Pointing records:
* start *

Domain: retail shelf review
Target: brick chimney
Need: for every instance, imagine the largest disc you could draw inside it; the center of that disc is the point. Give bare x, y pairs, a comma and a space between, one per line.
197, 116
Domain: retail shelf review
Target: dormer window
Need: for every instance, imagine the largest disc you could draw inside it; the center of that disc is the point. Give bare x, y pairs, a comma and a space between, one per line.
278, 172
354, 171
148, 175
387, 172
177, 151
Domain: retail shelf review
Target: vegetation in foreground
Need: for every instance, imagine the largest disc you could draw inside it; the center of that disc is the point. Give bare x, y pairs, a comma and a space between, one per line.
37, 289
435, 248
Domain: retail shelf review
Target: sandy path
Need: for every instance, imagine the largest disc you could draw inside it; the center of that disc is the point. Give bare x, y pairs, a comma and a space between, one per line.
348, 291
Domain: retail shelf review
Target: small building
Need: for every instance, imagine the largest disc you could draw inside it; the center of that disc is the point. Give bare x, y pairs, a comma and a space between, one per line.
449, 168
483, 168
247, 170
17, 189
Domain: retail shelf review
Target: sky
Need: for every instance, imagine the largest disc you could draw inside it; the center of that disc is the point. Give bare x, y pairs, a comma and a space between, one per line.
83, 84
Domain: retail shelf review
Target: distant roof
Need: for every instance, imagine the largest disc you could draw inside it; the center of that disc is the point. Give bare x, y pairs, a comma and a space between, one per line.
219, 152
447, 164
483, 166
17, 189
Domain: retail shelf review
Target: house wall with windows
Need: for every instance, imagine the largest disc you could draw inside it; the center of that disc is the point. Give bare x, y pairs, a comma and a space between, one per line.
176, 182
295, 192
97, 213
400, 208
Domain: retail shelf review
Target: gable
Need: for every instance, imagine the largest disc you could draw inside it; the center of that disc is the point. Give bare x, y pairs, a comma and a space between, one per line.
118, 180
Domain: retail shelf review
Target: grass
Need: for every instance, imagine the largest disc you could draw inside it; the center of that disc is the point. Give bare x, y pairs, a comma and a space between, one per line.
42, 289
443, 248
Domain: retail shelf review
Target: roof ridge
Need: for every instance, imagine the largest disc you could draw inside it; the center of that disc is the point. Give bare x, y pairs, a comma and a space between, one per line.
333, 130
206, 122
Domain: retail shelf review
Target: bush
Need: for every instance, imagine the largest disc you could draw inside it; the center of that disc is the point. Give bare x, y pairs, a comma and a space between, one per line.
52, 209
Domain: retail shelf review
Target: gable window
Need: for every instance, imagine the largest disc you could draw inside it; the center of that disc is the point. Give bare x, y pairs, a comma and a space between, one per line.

* end *
* start *

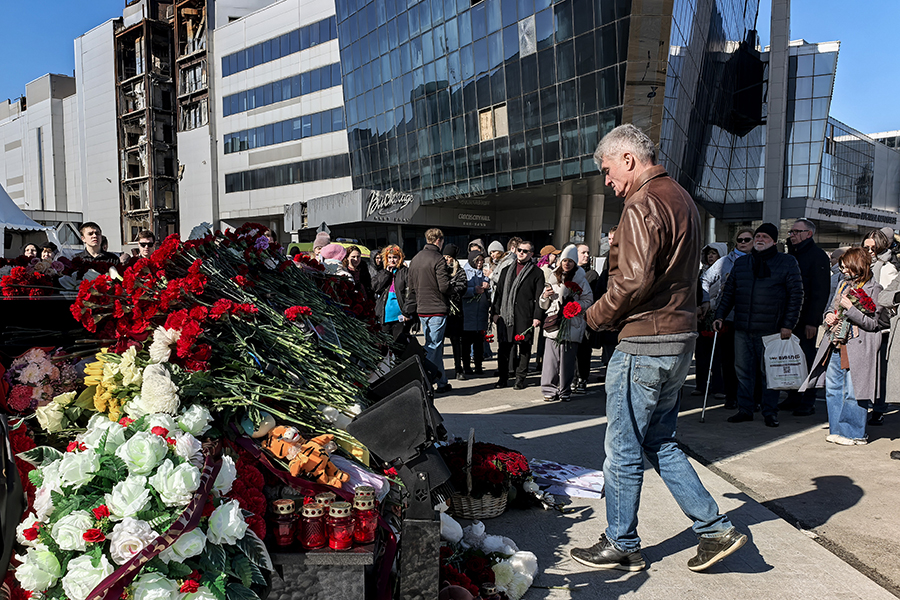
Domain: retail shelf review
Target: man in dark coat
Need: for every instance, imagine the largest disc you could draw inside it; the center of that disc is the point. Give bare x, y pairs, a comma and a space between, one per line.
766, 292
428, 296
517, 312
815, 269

* end *
* start *

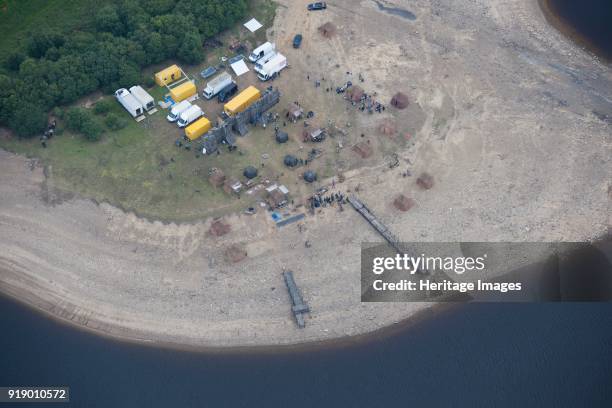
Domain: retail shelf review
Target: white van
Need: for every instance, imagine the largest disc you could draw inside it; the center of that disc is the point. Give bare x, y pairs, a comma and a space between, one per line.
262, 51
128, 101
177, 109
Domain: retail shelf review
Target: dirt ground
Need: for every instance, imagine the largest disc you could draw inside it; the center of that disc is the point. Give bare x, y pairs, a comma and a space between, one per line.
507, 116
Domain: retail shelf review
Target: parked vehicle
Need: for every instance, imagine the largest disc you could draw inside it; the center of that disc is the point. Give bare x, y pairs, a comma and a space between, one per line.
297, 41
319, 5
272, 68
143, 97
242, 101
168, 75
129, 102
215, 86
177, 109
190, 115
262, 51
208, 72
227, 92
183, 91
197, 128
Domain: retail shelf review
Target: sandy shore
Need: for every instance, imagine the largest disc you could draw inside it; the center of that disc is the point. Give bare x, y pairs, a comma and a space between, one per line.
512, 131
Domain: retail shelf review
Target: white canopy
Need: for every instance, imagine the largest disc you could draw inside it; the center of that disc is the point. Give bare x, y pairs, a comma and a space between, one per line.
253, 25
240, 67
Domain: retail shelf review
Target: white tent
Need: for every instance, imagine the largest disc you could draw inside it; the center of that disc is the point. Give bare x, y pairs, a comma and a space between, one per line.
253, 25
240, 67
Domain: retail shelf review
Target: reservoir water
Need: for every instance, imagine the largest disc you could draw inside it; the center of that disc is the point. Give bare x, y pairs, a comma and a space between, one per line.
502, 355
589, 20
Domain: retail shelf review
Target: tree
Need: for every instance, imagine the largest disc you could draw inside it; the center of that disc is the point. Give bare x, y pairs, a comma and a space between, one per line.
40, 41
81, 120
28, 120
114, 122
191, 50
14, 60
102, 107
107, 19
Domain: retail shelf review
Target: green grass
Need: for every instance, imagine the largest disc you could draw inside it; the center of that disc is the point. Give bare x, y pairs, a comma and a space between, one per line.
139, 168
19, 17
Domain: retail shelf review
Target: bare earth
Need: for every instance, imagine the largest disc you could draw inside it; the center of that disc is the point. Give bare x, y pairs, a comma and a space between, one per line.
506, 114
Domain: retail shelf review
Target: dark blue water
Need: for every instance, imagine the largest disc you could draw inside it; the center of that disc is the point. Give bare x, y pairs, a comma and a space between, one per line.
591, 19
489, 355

* end *

▶ **Task prompt**
Collect each line of the records above that contains the word "white", copying every such line in full. Case counts.

▶ **Written answer**
Target: white van
Target: white canopy
Target: white tent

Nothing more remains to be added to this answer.